Source data –
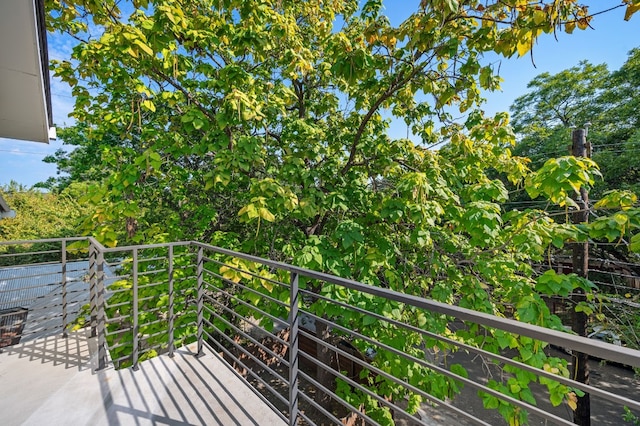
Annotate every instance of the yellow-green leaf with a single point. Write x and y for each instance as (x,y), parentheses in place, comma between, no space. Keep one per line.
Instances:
(149,105)
(631,9)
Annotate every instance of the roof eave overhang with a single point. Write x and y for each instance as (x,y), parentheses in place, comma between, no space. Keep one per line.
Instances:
(25,90)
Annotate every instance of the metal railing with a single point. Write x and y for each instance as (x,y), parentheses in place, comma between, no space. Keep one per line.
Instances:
(318,348)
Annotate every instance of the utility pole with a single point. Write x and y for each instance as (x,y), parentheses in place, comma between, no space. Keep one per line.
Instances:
(580,258)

Work request – Copy each line of the listing that carries the string "Keep".

Result of this exercise –
Annotate every instance of the yellow-green leaf with a single point. Write x and y for each instance as (x,y), parentheses in place, comma between, no space. Keep one per line.
Annotate every instance of the roof eave overhang with a single point. Write x and y for each instance as (x,y), parentheses in place, comma between, no space. Keep one per line.
Annotate every instance of the metal railing with a single point. Write x and y for each instance as (x,y), parentheses in place, comma between, no space. Keep one per line.
Annotate every instance of the utility pole with a single point. Write x and y for each instance as (x,y), parentheses in place, comma between, no space. Keep one per line.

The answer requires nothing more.